**** EXTRACTED DATA ****

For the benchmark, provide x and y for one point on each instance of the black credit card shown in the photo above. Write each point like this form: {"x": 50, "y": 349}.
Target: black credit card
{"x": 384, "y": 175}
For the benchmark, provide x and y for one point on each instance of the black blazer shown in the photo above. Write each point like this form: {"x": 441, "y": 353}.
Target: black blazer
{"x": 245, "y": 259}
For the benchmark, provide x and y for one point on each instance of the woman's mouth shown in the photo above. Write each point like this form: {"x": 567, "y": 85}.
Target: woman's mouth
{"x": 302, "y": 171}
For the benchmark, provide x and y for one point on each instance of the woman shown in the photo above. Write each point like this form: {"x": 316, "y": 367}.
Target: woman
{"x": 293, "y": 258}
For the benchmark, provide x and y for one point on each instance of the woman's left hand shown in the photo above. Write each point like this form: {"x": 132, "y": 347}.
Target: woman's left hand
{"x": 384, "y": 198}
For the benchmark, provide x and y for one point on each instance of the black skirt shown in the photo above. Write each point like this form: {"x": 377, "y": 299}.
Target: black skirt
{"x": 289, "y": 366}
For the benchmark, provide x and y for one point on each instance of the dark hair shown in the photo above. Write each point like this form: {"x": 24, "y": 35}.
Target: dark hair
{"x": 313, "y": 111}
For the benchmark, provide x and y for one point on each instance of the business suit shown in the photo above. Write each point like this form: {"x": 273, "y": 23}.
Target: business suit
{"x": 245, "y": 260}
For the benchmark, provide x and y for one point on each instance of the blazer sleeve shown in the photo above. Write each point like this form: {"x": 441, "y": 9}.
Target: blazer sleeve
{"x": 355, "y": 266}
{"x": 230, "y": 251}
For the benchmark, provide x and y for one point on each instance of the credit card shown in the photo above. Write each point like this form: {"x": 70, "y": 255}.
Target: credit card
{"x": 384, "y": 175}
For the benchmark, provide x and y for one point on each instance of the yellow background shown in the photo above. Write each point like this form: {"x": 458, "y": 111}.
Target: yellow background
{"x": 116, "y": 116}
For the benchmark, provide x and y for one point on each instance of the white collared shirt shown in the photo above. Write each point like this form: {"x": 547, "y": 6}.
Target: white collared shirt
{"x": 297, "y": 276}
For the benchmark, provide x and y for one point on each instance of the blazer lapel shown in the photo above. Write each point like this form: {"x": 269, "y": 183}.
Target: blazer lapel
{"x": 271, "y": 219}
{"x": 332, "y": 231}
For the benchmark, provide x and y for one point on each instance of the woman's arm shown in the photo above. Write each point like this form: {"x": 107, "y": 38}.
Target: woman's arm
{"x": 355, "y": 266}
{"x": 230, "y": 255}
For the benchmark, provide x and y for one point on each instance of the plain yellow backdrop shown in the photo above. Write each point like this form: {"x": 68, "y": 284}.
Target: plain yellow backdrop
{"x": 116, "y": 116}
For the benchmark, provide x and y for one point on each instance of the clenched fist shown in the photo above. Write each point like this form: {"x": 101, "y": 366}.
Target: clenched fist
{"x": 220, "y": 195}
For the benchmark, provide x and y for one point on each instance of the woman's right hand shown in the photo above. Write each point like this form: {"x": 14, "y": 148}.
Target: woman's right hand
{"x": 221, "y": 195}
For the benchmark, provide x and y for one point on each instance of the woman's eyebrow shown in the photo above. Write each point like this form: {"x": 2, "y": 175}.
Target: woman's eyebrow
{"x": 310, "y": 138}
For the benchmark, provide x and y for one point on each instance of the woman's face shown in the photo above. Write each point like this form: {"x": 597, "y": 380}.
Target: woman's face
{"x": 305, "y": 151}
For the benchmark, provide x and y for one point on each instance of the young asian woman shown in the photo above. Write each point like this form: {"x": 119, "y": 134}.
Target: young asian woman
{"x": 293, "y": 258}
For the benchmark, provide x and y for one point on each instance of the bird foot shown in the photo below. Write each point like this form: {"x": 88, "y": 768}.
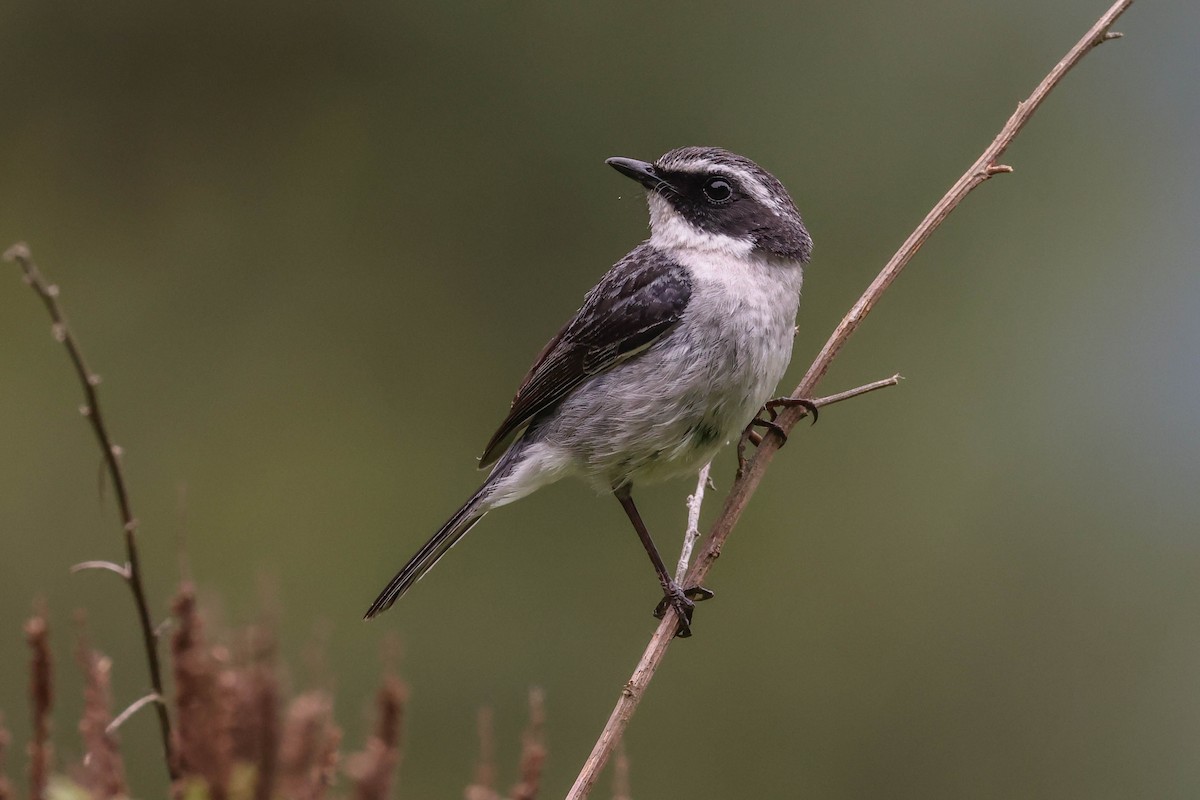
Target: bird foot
{"x": 772, "y": 410}
{"x": 684, "y": 602}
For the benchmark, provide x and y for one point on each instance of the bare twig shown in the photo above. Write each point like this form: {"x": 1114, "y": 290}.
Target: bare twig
{"x": 984, "y": 167}
{"x": 691, "y": 535}
{"x": 111, "y": 452}
{"x": 697, "y": 499}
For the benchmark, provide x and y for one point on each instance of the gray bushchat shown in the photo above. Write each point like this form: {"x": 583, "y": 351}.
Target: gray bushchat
{"x": 672, "y": 354}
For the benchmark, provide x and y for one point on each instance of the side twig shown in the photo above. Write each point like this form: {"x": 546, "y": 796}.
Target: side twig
{"x": 111, "y": 452}
{"x": 984, "y": 167}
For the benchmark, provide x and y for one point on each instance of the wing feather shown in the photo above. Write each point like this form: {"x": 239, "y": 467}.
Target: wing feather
{"x": 636, "y": 302}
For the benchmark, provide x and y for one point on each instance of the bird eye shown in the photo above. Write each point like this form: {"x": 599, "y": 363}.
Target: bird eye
{"x": 718, "y": 191}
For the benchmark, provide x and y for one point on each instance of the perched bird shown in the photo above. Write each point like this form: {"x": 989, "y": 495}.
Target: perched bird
{"x": 673, "y": 353}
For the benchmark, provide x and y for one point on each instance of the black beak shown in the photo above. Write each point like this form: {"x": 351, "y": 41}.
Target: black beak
{"x": 642, "y": 172}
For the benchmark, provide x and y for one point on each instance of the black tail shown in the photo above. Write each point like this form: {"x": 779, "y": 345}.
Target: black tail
{"x": 432, "y": 551}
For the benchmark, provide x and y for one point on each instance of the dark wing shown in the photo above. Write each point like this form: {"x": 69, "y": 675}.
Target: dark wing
{"x": 636, "y": 301}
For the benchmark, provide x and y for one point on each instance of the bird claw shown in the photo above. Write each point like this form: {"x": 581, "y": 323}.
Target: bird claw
{"x": 772, "y": 409}
{"x": 684, "y": 602}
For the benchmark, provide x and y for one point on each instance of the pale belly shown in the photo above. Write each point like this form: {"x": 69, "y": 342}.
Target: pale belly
{"x": 667, "y": 411}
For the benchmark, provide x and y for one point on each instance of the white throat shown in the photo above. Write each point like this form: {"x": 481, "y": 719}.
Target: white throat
{"x": 672, "y": 233}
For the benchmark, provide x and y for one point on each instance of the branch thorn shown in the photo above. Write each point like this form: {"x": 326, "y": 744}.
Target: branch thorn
{"x": 124, "y": 571}
{"x": 133, "y": 708}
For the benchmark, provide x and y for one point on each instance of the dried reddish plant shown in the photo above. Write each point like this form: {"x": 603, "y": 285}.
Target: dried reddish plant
{"x": 41, "y": 699}
{"x": 484, "y": 786}
{"x": 533, "y": 749}
{"x": 102, "y": 771}
{"x": 372, "y": 770}
{"x": 203, "y": 741}
{"x": 6, "y": 792}
{"x": 621, "y": 774}
{"x": 256, "y": 698}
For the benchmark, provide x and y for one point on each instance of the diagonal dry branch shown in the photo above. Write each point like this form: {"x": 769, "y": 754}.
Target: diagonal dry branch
{"x": 984, "y": 167}
{"x": 131, "y": 572}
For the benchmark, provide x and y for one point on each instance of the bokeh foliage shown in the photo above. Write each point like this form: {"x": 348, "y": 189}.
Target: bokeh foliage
{"x": 312, "y": 247}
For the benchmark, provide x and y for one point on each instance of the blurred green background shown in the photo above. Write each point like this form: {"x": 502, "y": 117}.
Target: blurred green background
{"x": 312, "y": 247}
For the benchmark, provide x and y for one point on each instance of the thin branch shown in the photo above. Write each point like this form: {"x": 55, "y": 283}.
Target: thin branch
{"x": 111, "y": 452}
{"x": 984, "y": 167}
{"x": 691, "y": 535}
{"x": 696, "y": 499}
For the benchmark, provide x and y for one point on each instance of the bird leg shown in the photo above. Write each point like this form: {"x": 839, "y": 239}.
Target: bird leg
{"x": 673, "y": 595}
{"x": 772, "y": 410}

****

* [EXERCISE BRIEF] Please rewrite the entries from the line containing "of the bokeh" through the end of the entries, swapping "thin branch" for "slender twig" and leaving everything else unchanged.

* [IN RESPONSE]
For the benchmark, provide x and y for one point on each instance of the bokeh foliage shown in the photo above. Write each point like this form: {"x": 348, "y": 189}.
Target: bokeh foliage
{"x": 312, "y": 247}
For the benchmark, provide x and y for one point on each instance of the blurred green background shown in the photo above. Write each point like this form: {"x": 502, "y": 117}.
Target: blurred green background
{"x": 312, "y": 247}
For the benchmark, provide x and y for one point on each instance of the slender twig shown in the photo above. Write each point like this form: {"x": 55, "y": 283}.
Target: slender twig
{"x": 111, "y": 452}
{"x": 984, "y": 167}
{"x": 691, "y": 535}
{"x": 696, "y": 499}
For the benchmark, provide x and y for one point on each instance of the bird leg shown in the photo above. Write each point like this form: {"x": 839, "y": 239}.
Target: bird leg
{"x": 673, "y": 595}
{"x": 772, "y": 410}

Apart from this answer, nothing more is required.